(DATA PROVIDED)
▬▬▬▬▬▬▬▬▬▬
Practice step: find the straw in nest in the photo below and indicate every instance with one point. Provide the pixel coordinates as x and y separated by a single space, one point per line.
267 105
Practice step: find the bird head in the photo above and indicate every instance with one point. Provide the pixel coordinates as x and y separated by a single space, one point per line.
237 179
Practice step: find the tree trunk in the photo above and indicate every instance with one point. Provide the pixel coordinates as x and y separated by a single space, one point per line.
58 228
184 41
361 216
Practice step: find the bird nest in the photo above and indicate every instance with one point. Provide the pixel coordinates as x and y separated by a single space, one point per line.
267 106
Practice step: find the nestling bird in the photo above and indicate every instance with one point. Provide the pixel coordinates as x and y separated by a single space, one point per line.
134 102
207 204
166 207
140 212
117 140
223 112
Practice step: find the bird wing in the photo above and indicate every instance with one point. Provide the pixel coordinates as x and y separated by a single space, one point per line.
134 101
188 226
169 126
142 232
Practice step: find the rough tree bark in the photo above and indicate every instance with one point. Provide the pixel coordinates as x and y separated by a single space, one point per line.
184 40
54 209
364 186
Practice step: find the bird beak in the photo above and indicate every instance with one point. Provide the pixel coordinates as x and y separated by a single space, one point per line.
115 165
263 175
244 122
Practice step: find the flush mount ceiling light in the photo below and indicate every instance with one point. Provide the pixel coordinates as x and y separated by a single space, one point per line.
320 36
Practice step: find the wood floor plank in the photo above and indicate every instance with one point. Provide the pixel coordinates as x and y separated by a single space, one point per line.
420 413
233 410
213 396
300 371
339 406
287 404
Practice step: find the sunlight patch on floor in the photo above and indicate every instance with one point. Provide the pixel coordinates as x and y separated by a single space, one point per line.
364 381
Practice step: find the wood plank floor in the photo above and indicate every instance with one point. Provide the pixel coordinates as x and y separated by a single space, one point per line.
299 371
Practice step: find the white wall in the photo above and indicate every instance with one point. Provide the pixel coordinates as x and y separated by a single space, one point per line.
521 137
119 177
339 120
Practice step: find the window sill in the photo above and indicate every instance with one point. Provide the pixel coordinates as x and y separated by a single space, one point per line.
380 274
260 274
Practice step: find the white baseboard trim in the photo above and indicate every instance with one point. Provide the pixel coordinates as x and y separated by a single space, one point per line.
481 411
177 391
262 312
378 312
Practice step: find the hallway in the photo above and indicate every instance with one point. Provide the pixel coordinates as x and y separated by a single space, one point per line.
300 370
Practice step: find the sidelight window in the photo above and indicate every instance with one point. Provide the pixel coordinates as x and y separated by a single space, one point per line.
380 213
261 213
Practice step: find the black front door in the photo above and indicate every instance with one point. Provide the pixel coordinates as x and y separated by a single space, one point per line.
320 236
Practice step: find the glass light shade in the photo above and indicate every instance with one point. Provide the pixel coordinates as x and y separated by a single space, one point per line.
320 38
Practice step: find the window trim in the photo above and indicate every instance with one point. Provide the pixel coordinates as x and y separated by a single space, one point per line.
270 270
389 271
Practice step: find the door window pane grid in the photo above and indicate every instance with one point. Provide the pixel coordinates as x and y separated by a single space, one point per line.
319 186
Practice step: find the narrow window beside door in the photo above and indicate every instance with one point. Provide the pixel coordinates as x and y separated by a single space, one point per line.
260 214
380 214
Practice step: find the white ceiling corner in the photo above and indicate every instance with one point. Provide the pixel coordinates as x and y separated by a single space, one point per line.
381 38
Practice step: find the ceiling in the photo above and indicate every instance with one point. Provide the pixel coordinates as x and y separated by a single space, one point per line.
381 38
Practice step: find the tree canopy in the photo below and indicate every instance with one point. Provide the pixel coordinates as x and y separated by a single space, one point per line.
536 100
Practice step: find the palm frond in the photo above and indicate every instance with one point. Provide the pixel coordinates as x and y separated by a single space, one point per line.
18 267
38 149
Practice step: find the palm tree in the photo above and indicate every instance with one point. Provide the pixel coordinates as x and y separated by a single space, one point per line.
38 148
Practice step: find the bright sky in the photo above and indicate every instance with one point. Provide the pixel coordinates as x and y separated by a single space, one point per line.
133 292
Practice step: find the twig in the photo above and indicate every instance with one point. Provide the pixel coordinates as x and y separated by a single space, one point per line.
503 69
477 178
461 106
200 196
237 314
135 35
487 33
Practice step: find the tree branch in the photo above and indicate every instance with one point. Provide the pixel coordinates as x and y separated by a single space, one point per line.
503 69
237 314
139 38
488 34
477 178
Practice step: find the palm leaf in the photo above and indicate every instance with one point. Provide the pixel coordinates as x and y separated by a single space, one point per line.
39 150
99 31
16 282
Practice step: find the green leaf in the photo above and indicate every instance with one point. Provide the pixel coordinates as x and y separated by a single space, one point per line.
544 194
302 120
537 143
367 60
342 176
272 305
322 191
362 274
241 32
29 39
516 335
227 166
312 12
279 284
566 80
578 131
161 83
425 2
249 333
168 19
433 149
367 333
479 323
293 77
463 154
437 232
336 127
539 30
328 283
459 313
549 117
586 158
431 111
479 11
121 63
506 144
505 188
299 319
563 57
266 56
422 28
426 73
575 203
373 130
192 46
▬▬▬▬▬▬▬▬▬▬
(TASK TO CARRY OUT)
Your task is to quote the listing above word for word.

(RESULT OF THE TASK)
Practice step: find the straw in nest in the photo below and indicate every instance with one point. Provide the pixel coordinates as x and y separated by a single space, one point per line.
267 105
Practice step: find the bird head in the photo above and indicate every instance with one point. Provide the pixel coordinates as x and y separated by a single space, one point per line.
237 179
Practice step: find the tree trunk in the photo above and indicate every instance with one point. Provide the pixel coordinates as x and y separated by a single space, one point per line.
58 228
184 41
361 216
Practice step: find the bird nest in the photo above and indicate every instance with one point. Provide the pixel coordinates as x and y separated by a single space, one point per line.
267 106
Practice step: find the nestling bird in the photo above and indicate every instance with one point. Provide the pixel coordinates as x and y separated by a single space, one point per line.
134 102
207 204
166 207
140 212
117 140
223 112
Practice step: find the bird wing in the photo above and indicate every instance with one point. Provide the pixel coordinates as x and y separated by a single space, one point per line.
134 101
188 226
169 126
142 232
Practice step: find the rough tree bark in the photo above and indicate every instance with one point. Provide the pixel coordinates as x and y separated by a single space, one point per line.
184 40
54 209
364 186
Practice step: find the bird beak in the photo above and indicate every instance with one point. Provide the pixel coordinates as x and y separated by a single space, one point per line.
115 165
263 175
244 122
Practice step: find the flush mount ceiling light in the photo below and indicate every instance with one point. Provide the pixel coordinates as x and y separated by a single space, one point per line.
320 36
Practice step: find the wood floor plank in the photo above and indicate every instance with one point. Provide the pixel coordinates as x and y separated by a single space, one point per line.
420 413
233 410
213 396
300 371
339 406
287 404
Practice step: find the sunlight patch on floor in the photo above and indicate every instance with one point. Provide the pixel coordinates as x and y separated by a single space, one point per line.
364 381
Practice step: find the wood plank floor in the photo above and indicate every instance with one point. Provide the pixel coordinates as x and y separated by a single space, one point per line.
299 371
Practice step: find the white wall in the photo above and indicate every instance with one point. Provide the pixel coordinates as x and y separated by a single space, one point per line.
521 137
119 177
339 120
Practice step: find the window sill in the photo above and indicate every instance with one point. Provide the pixel coordinates as x and y separated by a single space, one point per line.
380 274
260 274
Practice step: find the white baseboard trim in the photo above and indicate every instance with one point. Provide the pixel coordinates as x and y separated by a single space, one point per line.
481 411
177 391
262 312
378 312
Practice step: find the hallway in the photo above and indicate every instance with one point. Provide the pixel coordinates as x and y separated by a single space, one point per line.
300 370
Practice step: find the sidelight window in the photo above and indicate every instance with one point. Provide the pixel coordinates as x and y separated by a single space, one point per line.
380 213
261 213
Practice step: find the black front door in the photo above and indicate every instance with one point. Provide the pixel coordinates as x and y separated by a single space, one point per line.
320 236
Practice step: find the glass light shade in the photo above and indicate every instance with one point. Provide the pixel coordinates as x and y separated by a single space, one point per line.
320 38
Practice step: find the window trim in the photo above and indicate every instance with one point. Provide the pixel coordinates as x and y separated by a single space, one point per line.
270 270
389 271
Practice step: find the door window pane grid in the photo above and indicate every instance with one point. Provide the pixel coordinates as x and y separated by a single space, one point per line.
319 186
Practice step: find the narrow window beside door in the photo above and indicate every instance with one point. Provide the pixel coordinates as x and y separated by a single space, one point per line.
260 214
380 214
Practice step: find the white ceiling corner in the photo above and indicate every instance with one point. Provide the pixel coordinates as x and y separated by a single space, one point per line.
381 38
Practice step: find the ceiling in the photo above and indicate every instance with one point. Provide the pixel coordinates as x and y separated by a single space, one point per line.
381 38
Practice step: find the tree canopy in the photo below and indicate every instance with one point. Provide the pixel coordinates as x and y separated by a single space, one point per line.
536 100
Practice step: find the palm frond in the photo above and indicate every instance with one point. Provide the pixel coordinates as x and y separated by a single space, one point per line.
18 267
38 149
Practice step: find the palm tree in the photo above and indicate every instance with one point. Provide the pixel coordinates as x and y separated by a single space, one point per line.
38 148
Practice step: find the bright sky in the photo above and indicate every instance with one point. Provide the pixel coordinates as x and y separated by a single space, one point per line.
133 292
Practice step: find the twig in the photo above and indicate every instance with one point. Provide the pixel coordinates as x and y separated by a single space, one point per line.
503 69
477 178
461 106
200 196
237 314
135 35
487 33
Practice step: find the tree branch in the photo above and indicate every instance with one point. Provide the pixel coordinates as x and y separated by a single space, one point per line.
503 69
237 314
139 38
488 34
477 178
Practice step: find the palm leaf in the photo above and indicate every instance with one point. Provide the pixel coordinates as x and y separated by a single space, one point per line.
39 150
99 31
16 282
Practice step: find the green leaf in the photo above and indicate every instance with one point. Provide the pixel coordinates as x and y separated by a single space, one point per line.
544 194
302 120
537 143
367 60
342 176
272 305
322 191
362 274
241 32
29 39
516 335
227 166
312 12
279 284
566 80
578 131
161 83
425 2
249 333
168 19
433 149
367 333
479 323
293 77
463 154
437 232
336 127
539 30
328 283
459 313
549 117
586 158
431 111
479 11
121 63
506 144
505 188
299 319
563 57
266 56
422 28
426 73
575 203
373 130
192 46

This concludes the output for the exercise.